--- SOAL ---
Ketik ulang bagian dari teks tentang obrolan kuliah di dunia kerja, mulai dari "Obrolan kuliah di" sampai dengan "it. Nggak lebih.", tanpa mengubah satu huruf pun.

--- KUTIPAN TEKS ---
= = = =
Obrolan kuliah di dunia kerja itu adalah obrolan yang sia-sia. Seolah-olah, semua proses perkuliahan itu muaranya pada 1 hal, yaitu kerja atau nyari duit.

“Ngapain kuliah tinggi-tinggi mas, toh golongan III/a juga…”

“Ya elah, kampus ini kampus itu sama aja, ujung-ujungnya jadi pegawai juga…”

“Si A itu dulu kuliahnya di kampus tenar yang itu loh mas, tapi toh cuma jadi teller bank…”

“Haha, yang S2 sama S1 aja golongan dan pangkatnya sama aja…”

Begitulah obrolan-obrolan sampah yang muncul ke permukaan, saat kita membicarakan jenjang kuliah di dunia kerja. Nggak ada gunanya. Nggak berbobot, karena tolak ukurnya terlalu remeh.

Semua orang melihat perkuliahan hanya sebatas mencari duit. That’s it. Nggak lebih.
= = = =
--- BAHAN YANG DIBERIKAN ---
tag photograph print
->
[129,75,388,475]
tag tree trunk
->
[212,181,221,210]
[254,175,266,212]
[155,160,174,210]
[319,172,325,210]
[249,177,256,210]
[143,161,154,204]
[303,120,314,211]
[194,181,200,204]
= = = =
--- JAWABAN ---
Obrolan kuliah di dunia kerja itu adalah obrolan yang sia-sia. Seolah-olah, semua proses perkuliahan itu muaranya pada 1 hal, yaitu kerja atau nyari duit.

“Ngapain kuliah tinggi-tinggi mas, toh golongan III/a juga…”

“Ya elah, kampus ini kampus itu sama aja, ujung-ujungnya jadi pegawai juga…”

“Si A itu dulu kuliahnya di kampus tenar yang itu loh mas, tapi toh cuma jadi teller bank…”

“Haha, yang S2 sama S1 aja golongan dan pangkatnya sama aja…”

Begitulah obrolan-obrolan sampah yang muncul ke permukaan, saat kita membicarakan jenjang kuliah di dunia kerja. Nggak ada gunanya. Nggak berbobot, karena tolak ukurnya terlalu remeh.

Semua orang melihat perkuliahan hanya sebatas mencari duit. That’s it. Nggak lebih.